Camunda-modeler: Improve navigation inside large participants / sub processes

Created on 24 Mar 2016  路  17Comments  路  Source: camunda/camunda-modeler

__Description__

Many users adjust their zoom levels so that the currently edited pool fits the whole screen, so they accidently select and relocate the whole pool whenever they click somewhere on the canvas. Pools should only be selectable at headers and borders.

The situation is demonstrated in the following screen capture:

capture

__Expected Behavior__

  • [ ] As a user I'd like to not accidentally drag a large container element (sub process, participant, etc.)
  • [ ] When dragging inside a large container (which I cannot distinguish from being on the canvas) I'd like to use the default canvas drag gesture (the hand tool)
BPMN modeling ux

Most helpful comment

User Test Results (three participants)

  • Consensus: Demo 2 is the preferred one (and intuitive, once you cannot move the participant anymore)
  • Consensus: Additional potential improvement: Could give feedback on areas that would (if drag started) move the element
  • Insight: Even without additional rounds of improvements, this is a substantial change that is worth adding.

All 17 comments

I see your point but am not sure if the solution will be intuitive for people to use.

The behavior could be:

  • If pool is bigger than the current viewbox do not allow to move it (simulate the hand tool behavior).

The proposed solution changes the default behaviour depending on the size of the viewbox, in my opinion this is even more confusing.

@NPDeehan : any comments on that one?

Yes, that is the challenge. Coming up with something that is intuitive (just works (TM) and not surprising to the user) and working in all common scenarios.

We are open for alternatives.

We plan to improve the situation in the near future and once again ask for your feedback @benhoffmann.

After a number of internal discussions we came up with the following solution approach (sketch):

Applying to all container elements (pools, lanes and sub processes):

  • container elements may only be moved after they have been selected
  • container elements may only be selected on the border (or when clicking their labels)
  • dragging inside a container element should move the canvas, if the container has not been selected

In my opinion this would be a decent way to prevent the described situation. What do you think?

__Edit:__ I update the issue description to reflect our current action plan.

Hi @nikku ,

sounds OK to me, if click-and-drag is still left in place. Meaning that I don't want to click twice to select (first click) and move (second click) the container.

For smaller sub processes, the proposed behavior could be challenging as users might consider a smaller sub process more as a normal activity than a container element. They might not understand why there is a difference.

Directive A: Which container elements does the Camunda Modeler issue say the proposed solution approach applies to?
Directive B: Reproduce word for word everything in the Camunda Modeler issue from "After a number" down to "current action plan.".
Directive C: Write the next part of the Camunda Modeler issue, starting after its last sentence.

Given material:
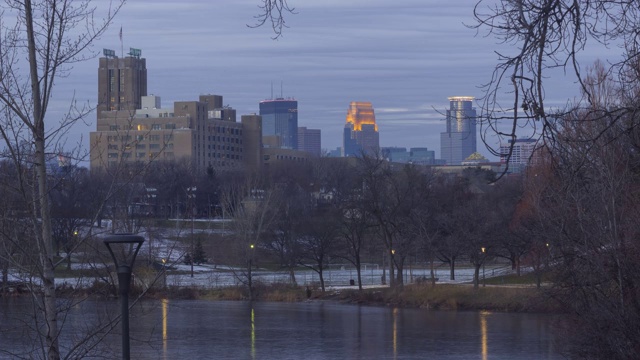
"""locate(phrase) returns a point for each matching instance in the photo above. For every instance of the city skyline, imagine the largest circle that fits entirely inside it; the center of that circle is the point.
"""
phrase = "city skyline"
(406, 58)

Reply A:
- pools
- lanes
- sub processes

Reply B:
After a number of internal discussions we came up with the following solution approach (sketch):

Applying to all container elements (pools, lanes and sub processes):

  • container elements may only be moved after they have been selected
  • container elements may only be selected on the border (or when clicking their labels)
  • dragging inside a container element should move the canvas, if the container has not been selected

In my opinion this would be a decent way to prevent the described situation. What do you think?

__Edit:__ I update the issue description to reflect our current action plan.

Reply C:
@volkergersabeck : maybe you'd like to add some UX-expertise here?

I've created a small demo to verify one of the options: _Only allow moving participants if they have been selected, otherwise move the canvas._ After evaluating this solution with @mschoe and @volkergersabeck it became clear that it has a couple of issues:

  1. The feature is hard to discover, might look broken to the user
  2. When zoomed in user can't see if the participant is selected

Another solution that was suggested by @volkergersabeck is to only allow moving participants using their header:

Anmerkung 2019-06-13 083815

Unfortunately, this solution is much harder to implement. Therefore, I'd like to get your opinion first. @nikku @barmac @pinussilvestrus What do you guys think?

Assuming that users do only ever want to move a participant _or_ sub process if it is fully visible moving via header is a valid option. It is, however not as easy for the user to find the header for expanded sub-processes. Here, not only moving via a designated header area header but also by the border could be an option.

+1 for borders.

I guess we got to trial that option, too, to get a better feeling.

If this issue was easy to circumvent without trade-offs we would have done it in the last three years :wink:.

Borders + header sounds good, let's test it.

Update

I've built a second demo that implements the behavior mentioned in https://github.com/camunda/camunda-modeler/issues/238#issuecomment-501587615. After getting feedback from @mschoe and @volkergersabeck we've decided that this probably a good solution. However, Volker suggested a user test which he'd be happy to help to organize.

Both demos are available on branches:

Demo 1: https://github.com/bpmn-io/diagram-js/tree/238-participant-navigation-2 + https://github.com/bpmn-io/bpmn-js/tree/238-participant-navigation-2

Demo 2: https://github.com/bpmn-io/diagram-js/tree/238-participant-navigation + https://github.com/bpmn-io/bpmn-js/tree/238-participant-navigation

User Test Results (three participants)

  • Consensus: Demo 2 is the preferred one (and intuitive, once you cannot move the participant anymore)
  • Consensus: Additional potential improvement: Could give feedback on areas that would (if drag started) move the element
  • Insight: Even without additional rounds of improvements, this is a substantial change that is worth adding.

Thanks for the user testing! I'll have a look at this.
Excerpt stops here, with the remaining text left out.